To be done:
(1) What tools does the 1911 disassembly guide say should be enough to take the pistol apart?
(2) Echo everything in the 1911 disassembly guide from "The slide should" down to "the sear spring.".

Provided text:
Monday, May 31, 2010

Complete Disassembly and Detail Cleaning of the 1911.

Today we will be disassembling the most popular handgun in America. The classic 1911. This is a Colt Commander model with a few modifications. This guide is for a Colt model 70 style pistol, some other models, such as Colt model 80s and Kimbers that have an additional firing pin safety that is not covered in this guide at this time. There are a wide variety of manufacturers out there for these pistols, and there are a wide range of variations, but all 1911s will follow this basic design.

Learning to completely disassemble your gun is the best way to learn how it functions, allows the gun to be thoroughly cleaned, and you will be able to see any broken or worn parts, or other potential problems.

These are the tools we will use. It doesn't take much to take apart a 1911: a screwdriver, a drift punch, a hammer and a bushing wrench should be enough to get it done.

First you need to ensure that the gun is unloaded.

You will need to press in the recoil spring plunger and turn the barrel bushing clockwise until the plunger is released.

Be sure to control the plunger. It is under heavy tension and will happily launch itself across the room if you aren't careful.

Push the slide back until the slide stop lines up with the small notch in the slide rail. Remove the slide stop.

Push the slide forward to separate it from the frame.


The slide has very few moving parts and disassembly is fairly simple.

 The recoil spring assembly should just lift out. If your gun has a guide rod, it may need to be unscrewed first.

Remove the barrel bushing. Turn it counter-clockwise until the tab lines up.

Put the barrel link down and slide the barrel forward, out of the slide. Do not remove the barrel link unless it is necessary. The link pin is pressure fit and is very difficult to remove and replace.

Press the firing pin in to release the firing pin stop. Remove the stop and the firing pin. Be careful to control the firing pin, as it is under tension and may decide to aim itself at your eye. If you are working with a series 80 gun, there will be a hole on the bottom of the slide and a plunger that needs to be pressed to remove the firing pin.

Remove the extractor.

The slide should be fully disassembled. Do not remove the sights unless absolutely necessary.


First, carefully lower the hammer. Do not allow the hammer to fall freely, as it may crack or otherwise damage the frame.

Remove the grip panels. Be sure that you use the correct size screwdriver. A loose fit can result in marred screw heads.

Use a punch to carefully drift out the mainspring housing pin.

Push the Mainspring housing assembly down, but do not remove it from the frame. It holds the sear spring in place.

Cock the hammer and remove the thumb safety. This will also release the grip safety.

Remove the mainspring housing and the sear spring.

To disassemble the mainspring housing assembly, compress the mainspring and remove the small pin holding it in place. Try to avoid launching any tools or parts.

Remove the hammer.

...and the sear/disconnector.

Remove the slide stop plunger. Note the kink in the spring. That is there to prevent the plunger from launching when the gun is disassembled.

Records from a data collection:
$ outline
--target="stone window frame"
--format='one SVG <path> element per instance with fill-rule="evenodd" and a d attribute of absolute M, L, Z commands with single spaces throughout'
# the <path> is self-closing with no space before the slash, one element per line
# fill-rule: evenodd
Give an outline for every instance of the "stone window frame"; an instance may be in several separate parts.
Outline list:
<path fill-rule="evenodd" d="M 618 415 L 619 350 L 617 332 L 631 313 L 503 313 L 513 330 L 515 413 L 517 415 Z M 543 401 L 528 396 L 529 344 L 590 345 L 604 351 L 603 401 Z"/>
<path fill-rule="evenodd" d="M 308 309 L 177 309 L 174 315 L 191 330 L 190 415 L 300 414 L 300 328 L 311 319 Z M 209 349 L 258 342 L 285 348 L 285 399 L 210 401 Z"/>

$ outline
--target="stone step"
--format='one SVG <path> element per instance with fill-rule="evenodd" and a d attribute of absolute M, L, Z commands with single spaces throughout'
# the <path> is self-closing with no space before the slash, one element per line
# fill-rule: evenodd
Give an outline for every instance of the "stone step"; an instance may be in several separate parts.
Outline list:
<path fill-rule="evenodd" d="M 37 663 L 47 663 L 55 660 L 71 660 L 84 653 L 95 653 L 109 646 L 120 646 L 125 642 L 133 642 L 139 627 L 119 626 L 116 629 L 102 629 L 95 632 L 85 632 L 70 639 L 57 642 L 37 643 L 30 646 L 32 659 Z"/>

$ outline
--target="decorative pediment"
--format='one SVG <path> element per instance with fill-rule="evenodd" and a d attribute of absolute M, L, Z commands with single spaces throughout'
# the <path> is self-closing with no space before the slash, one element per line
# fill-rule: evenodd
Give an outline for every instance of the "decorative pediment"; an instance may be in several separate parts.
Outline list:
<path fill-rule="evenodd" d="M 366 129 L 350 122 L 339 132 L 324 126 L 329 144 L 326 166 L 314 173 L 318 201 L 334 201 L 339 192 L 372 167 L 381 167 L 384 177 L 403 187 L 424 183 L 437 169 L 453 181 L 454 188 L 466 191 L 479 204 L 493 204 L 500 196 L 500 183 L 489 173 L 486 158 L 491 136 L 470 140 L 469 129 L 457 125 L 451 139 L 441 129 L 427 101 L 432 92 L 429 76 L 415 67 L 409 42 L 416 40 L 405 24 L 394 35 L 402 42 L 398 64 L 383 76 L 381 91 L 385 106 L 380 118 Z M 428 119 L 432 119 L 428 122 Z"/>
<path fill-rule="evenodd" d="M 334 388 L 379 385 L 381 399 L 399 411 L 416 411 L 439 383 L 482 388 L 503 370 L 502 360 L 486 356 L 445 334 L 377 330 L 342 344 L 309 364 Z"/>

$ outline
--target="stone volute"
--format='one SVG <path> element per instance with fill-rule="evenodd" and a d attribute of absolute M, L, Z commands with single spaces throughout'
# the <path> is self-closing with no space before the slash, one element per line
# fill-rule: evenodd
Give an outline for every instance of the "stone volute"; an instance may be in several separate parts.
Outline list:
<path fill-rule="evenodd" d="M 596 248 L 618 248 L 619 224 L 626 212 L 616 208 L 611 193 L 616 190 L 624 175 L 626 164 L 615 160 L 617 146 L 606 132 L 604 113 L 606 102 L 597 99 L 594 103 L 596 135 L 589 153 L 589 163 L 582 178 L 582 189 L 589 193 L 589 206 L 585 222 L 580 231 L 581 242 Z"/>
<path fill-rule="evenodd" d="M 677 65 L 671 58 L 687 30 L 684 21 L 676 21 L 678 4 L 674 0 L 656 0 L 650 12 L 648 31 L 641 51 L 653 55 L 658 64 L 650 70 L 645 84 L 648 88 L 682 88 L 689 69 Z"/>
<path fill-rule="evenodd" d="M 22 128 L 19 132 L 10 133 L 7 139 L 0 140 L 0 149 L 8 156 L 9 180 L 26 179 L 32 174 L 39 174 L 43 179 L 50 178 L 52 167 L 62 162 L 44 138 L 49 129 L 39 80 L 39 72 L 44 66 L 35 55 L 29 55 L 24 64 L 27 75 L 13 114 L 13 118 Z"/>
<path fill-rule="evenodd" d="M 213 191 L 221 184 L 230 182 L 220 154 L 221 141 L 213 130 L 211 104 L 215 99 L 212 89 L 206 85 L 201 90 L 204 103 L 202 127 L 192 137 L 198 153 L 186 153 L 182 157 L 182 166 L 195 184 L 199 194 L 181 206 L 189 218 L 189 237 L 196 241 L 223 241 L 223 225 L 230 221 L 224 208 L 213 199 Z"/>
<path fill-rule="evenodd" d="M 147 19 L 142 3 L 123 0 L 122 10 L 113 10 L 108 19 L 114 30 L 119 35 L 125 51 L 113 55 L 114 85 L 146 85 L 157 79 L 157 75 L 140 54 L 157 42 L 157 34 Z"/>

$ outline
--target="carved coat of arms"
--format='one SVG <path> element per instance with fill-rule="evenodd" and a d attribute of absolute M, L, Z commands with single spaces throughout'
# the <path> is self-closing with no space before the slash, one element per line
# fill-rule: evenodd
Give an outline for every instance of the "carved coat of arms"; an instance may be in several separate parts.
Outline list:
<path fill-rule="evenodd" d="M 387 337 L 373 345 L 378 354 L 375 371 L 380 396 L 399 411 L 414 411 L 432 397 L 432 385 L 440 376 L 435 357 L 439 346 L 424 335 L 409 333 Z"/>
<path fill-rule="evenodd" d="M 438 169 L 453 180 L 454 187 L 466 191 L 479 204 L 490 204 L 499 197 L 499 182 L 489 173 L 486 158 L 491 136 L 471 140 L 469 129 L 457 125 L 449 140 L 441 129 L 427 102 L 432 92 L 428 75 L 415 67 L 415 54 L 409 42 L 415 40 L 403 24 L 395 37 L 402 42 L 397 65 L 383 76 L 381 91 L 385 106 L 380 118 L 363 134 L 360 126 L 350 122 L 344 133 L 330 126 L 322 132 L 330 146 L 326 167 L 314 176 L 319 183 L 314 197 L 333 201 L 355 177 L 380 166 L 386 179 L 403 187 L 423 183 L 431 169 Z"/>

Solutions to the exercise:
(1) A screwdriver, a drift punch, a hammer and a bushing wrench.

(2)
The slide should be fully disassembled. Do not remove the sights unless absolutely necessary.


First, carefully lower the hammer. Do not allow the hammer to fall freely, as it may crack or otherwise damage the frame.

Remove the grip panels. Be sure that you use the correct size screwdriver. A loose fit can result in marred screw heads.

Use a punch to carefully drift out the mainspring housing pin.

Push the Mainspring housing assembly down, but do not remove it from the frame. It holds the sear spring in place.

Cock the hammer and remove the thumb safety. This will also release the grip safety.

Remove the mainspring housing and the sear spring.